### Source excerpt
# # # #

AFAIK, one database per application would not protect other databases from a SQL injection exploit.

The "ATTACH DATABASE" command (http://www.sqlite.org/lang_attach.html) can open any other database that the current user has permissions to.

You could, as you mentioned, set up a new user for each database. At a certain point, the permissions systems in a traditional RDBMS may be easier to manage.

The stuff that would get rid of the SQL injection, is the database API, removing the general purpose query(string) function. And forcing some structure on the parameters. First a little breaking to get the easy injections out, and progressively forcing the whole host language mapping of the query, including the result schema. People will scream about the debugging, but they will gain a little bit of stuff in exchange (like projection in a variable, where clause re-use etc).

It's a single user database, hence it doesn't need multiple users. It's great for a single user application (e.g. Firefox) but not at all good for multi-user, multi-session applications.

I don't intend to say its no good, btw. It's fantastic! But you have to use it where it is meant. You aren't comparing apples with apples I'm afraid.

If you are using sqlite for hosting a production scale app, you are doing it wrong.

If you want an database for your mobile app, or a web app use a full fledged database like MySQL or Postgres.

sqlite is for embedded storage applications, especially in the backend. Where the resource utilization foot print is supposed to be minimum, and where you running into situations where are you are reimplementing SQL like DSL's to query and write to files. Or say you just wish to maintain some structured form of inventory.

Best example I can give you is a web browser. There is a requirement to store a good deal of structured information, in a mechanism which requires little resource utilization, which doesn't require additional software like demons or a server to run or complicated deploy and maintain scenarios. Or even a strict configuration.

If you look at this use case you will see tons of backend application would be better off using a tool like sqlite than play with huge xmls and endless rewrite parts of SQL badly.

Most of this is not true for PostgreSQL either. The only two things PostgreSQL needs to run is a daemon (it does not have to be actually daemonized) plus a unix socket, passwords, user accounts, root privileges, etc are all optional.

Sure SQLite (which I love) is easier to get running, but do not exaggerate issues of traditional RDBMs.

In PostgreSQL 9.3 which will be released in a couple of weeks they will also fix the cases where you may need to use sysctl to iincrease shared memory limits.

My favorite thing about SQLite is the business model. My understanding is the product is free, but they charge for their test suite. If you build hardware that is going to use SQLite, then you should pay for the test suite, and that funds the future development. It is a tautologically perfect business model. Revenue toward a rock solid project pays to make it even more rock solid.

I don't know how much the test suite costs by itself, but it is included in Sqlite Consortium membership, which is a typical open source support-style business model. For $75k, you get almost a month of sqlite developer time and tons of support (eg their home phone numbers). Not a bad deal for companies that want deep sqlite integration or customized versions that fit on tight embedded systems.


They also sell advanced features such as encryption and compression.

Charging for encryption now days is horrible. We should be encouraging devs to put encryption everywhere. It should be the default.

Personally I don't like it when projects mix money with opensource.

# # # #

### Supplied information
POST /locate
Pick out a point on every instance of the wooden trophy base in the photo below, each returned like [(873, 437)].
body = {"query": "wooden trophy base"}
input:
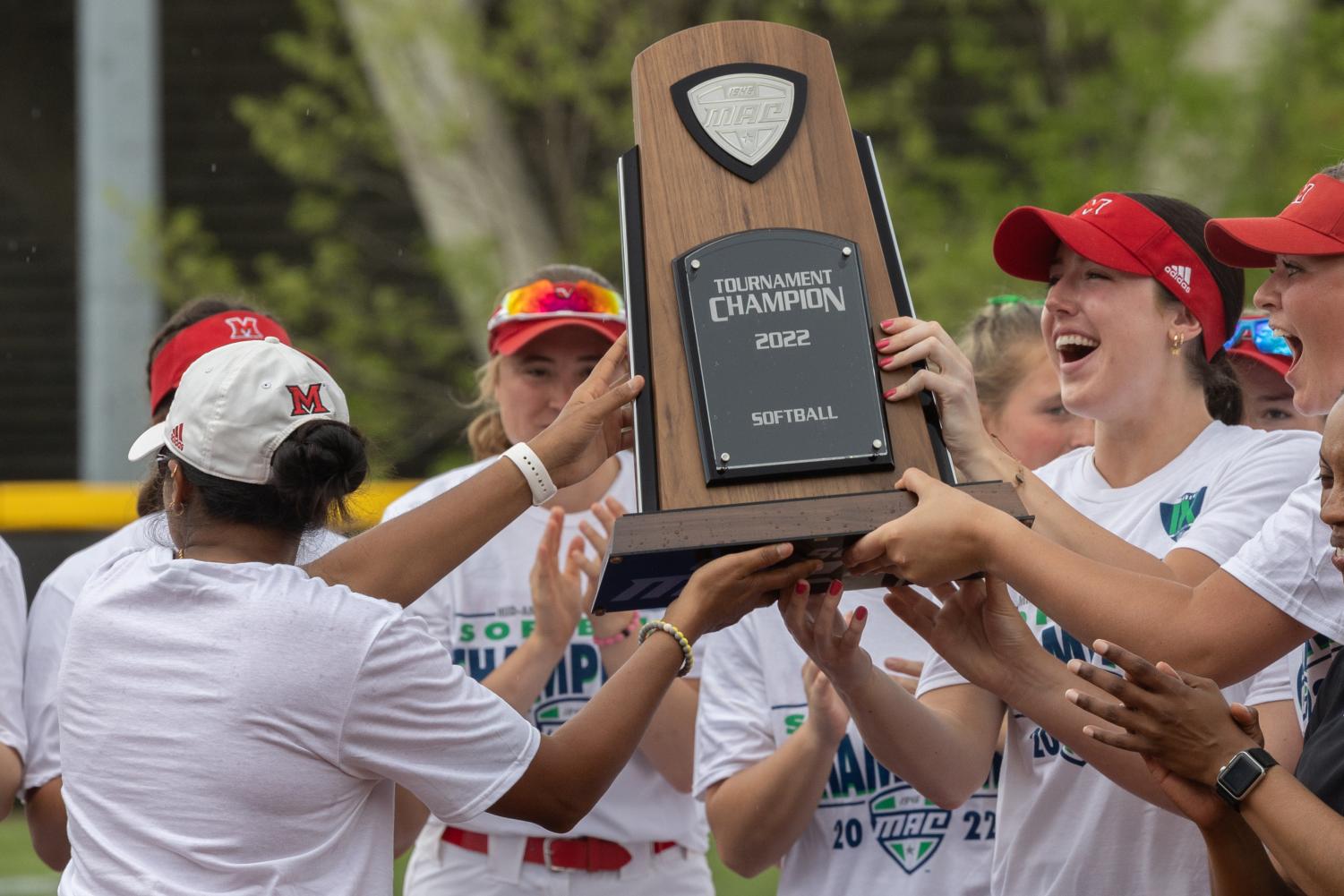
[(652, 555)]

# # # #

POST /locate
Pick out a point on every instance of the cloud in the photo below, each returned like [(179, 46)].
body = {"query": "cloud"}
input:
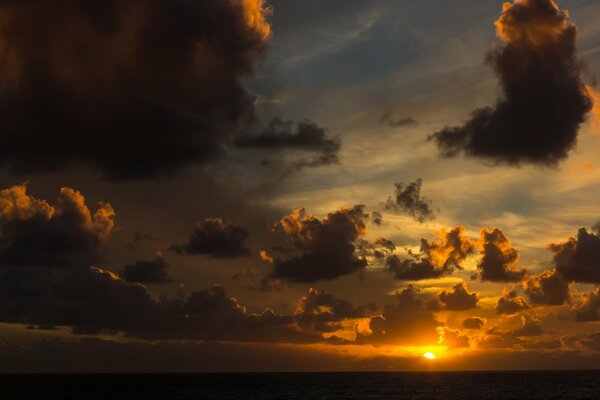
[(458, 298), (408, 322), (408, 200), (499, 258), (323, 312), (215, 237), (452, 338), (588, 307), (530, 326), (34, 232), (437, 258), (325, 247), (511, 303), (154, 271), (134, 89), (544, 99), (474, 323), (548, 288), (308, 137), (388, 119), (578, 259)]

# # # #

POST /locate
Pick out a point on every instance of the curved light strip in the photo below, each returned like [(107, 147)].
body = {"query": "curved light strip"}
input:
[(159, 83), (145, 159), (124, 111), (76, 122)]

# # # #

### Task details
Rewrite the part of the SQLite discussion that opens with the words "If you are using" and closes with "a strict configuration.", replacing "web browser" with "media player".

### Reply
If you are using sqlite for hosting a production scale app, you are doing it wrong.

If you want an database for your mobile app, or a web app use a full fledged database like MySQL or Postgres.

sqlite is for embedded storage applications, especially in the backend. Where the resource utilization foot print is supposed to be minimum, and where you running into situations where are you are reimplementing SQL like DSL's to query and write to files. Or say you just wish to maintain some structured form of inventory.

Best example I can give you is a media player. There is a requirement to store a good deal of structured information, in a mechanism which requires little resource utilization, which doesn't require additional software like demons or a server to run or complicated deploy and maintain scenarios. Or even a strict configuration.